start
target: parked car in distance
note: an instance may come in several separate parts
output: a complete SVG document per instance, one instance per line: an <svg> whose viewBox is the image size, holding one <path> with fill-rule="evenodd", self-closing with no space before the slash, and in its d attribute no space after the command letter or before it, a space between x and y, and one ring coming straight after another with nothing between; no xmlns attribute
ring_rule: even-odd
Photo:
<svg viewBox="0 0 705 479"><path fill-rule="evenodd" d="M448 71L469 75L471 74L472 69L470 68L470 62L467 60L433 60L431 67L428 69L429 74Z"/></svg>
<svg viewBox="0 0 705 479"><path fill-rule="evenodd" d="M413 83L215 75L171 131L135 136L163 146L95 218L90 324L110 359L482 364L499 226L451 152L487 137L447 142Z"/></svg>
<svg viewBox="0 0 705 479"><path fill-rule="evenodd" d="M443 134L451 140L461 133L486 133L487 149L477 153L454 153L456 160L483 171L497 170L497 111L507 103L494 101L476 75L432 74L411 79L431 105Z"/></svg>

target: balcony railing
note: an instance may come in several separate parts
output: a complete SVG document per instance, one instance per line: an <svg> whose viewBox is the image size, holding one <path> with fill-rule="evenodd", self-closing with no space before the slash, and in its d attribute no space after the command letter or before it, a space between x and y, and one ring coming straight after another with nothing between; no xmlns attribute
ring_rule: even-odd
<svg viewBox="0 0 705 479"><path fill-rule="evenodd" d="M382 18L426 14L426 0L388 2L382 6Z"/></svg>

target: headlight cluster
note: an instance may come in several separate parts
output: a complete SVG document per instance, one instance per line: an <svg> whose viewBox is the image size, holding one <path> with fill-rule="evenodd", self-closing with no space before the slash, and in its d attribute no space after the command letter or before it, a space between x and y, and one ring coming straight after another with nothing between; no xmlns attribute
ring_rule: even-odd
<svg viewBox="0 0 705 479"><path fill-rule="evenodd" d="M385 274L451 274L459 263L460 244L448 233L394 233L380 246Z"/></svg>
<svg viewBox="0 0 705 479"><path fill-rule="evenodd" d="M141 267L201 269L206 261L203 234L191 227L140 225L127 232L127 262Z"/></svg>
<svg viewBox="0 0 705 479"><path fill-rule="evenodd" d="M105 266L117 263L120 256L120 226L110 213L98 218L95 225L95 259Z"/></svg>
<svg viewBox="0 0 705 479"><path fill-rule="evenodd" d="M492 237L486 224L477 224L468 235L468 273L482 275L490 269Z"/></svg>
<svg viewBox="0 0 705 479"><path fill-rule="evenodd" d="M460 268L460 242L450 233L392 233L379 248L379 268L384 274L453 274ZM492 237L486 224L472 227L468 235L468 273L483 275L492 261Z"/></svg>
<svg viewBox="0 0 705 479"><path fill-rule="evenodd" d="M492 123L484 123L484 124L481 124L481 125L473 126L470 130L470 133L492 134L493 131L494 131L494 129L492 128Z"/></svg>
end
Copy out all of the rows above, putting "multiple disconnected pieces" wherever "several separate parts" appears and changing nothing else.

§ **COMPLETE ANSWER**
target: parked car in distance
note: an instance may come in multiple disconnected pieces
output: a complete SVG document per instance, one instance per line: an <svg> whose viewBox is the image size, holding one <path> with fill-rule="evenodd", self-closing with no space before the slash, and in its d attribute no space after the command letter or before it, a space between x and y, and one ring coming straight after another with nothing between; no xmlns attribute
ring_rule: even-odd
Photo:
<svg viewBox="0 0 705 479"><path fill-rule="evenodd" d="M448 71L469 75L471 74L472 69L470 68L470 62L467 60L433 60L431 67L428 69L429 74Z"/></svg>
<svg viewBox="0 0 705 479"><path fill-rule="evenodd" d="M413 83L215 75L171 131L135 136L163 146L95 218L90 324L110 359L482 364L499 226L451 152L487 137L447 142Z"/></svg>
<svg viewBox="0 0 705 479"><path fill-rule="evenodd" d="M443 134L451 140L461 133L486 133L487 149L477 153L454 153L456 160L483 171L497 170L497 111L507 103L494 101L476 75L432 74L411 79L431 105Z"/></svg>

target: balcony railing
note: an instance may come in multiple disconnected pieces
output: a complete SVG document per instance, one instance per line: an <svg> whose viewBox is the image size, holding one <path> with fill-rule="evenodd", self-closing with no space before the slash, and in its d attribute no space after the command letter or before it, a space between x and y, and one ring coming straight after another with nothing between; no xmlns attribute
ring_rule: even-odd
<svg viewBox="0 0 705 479"><path fill-rule="evenodd" d="M382 18L426 14L426 0L388 2L382 6Z"/></svg>

target: headlight cluster
note: an instance may come in multiple disconnected pieces
output: a complete SVG document per instance, one instance per line: an <svg> whose viewBox is the image size, holding one <path> with fill-rule="evenodd", self-closing with no space before the slash, and in its d attribute no space after the command letter or before it, a space between x and y, and one ring coming straight after another with nothing between; no xmlns attribute
ring_rule: even-odd
<svg viewBox="0 0 705 479"><path fill-rule="evenodd" d="M385 274L451 274L459 263L460 244L448 233L394 233L380 246Z"/></svg>
<svg viewBox="0 0 705 479"><path fill-rule="evenodd" d="M141 267L201 269L206 261L203 234L191 227L140 225L127 232L127 262Z"/></svg>
<svg viewBox="0 0 705 479"><path fill-rule="evenodd" d="M105 266L117 263L120 256L120 226L110 213L98 218L95 225L95 259Z"/></svg>
<svg viewBox="0 0 705 479"><path fill-rule="evenodd" d="M492 237L486 224L477 224L468 235L468 273L482 275L490 269Z"/></svg>
<svg viewBox="0 0 705 479"><path fill-rule="evenodd" d="M460 268L460 242L450 233L392 233L379 248L379 268L384 274L453 274ZM492 237L486 224L472 227L468 235L468 273L483 275L492 261Z"/></svg>
<svg viewBox="0 0 705 479"><path fill-rule="evenodd" d="M492 123L484 123L484 124L481 124L481 125L473 126L470 130L470 133L492 134L493 131L494 131L494 129L492 128Z"/></svg>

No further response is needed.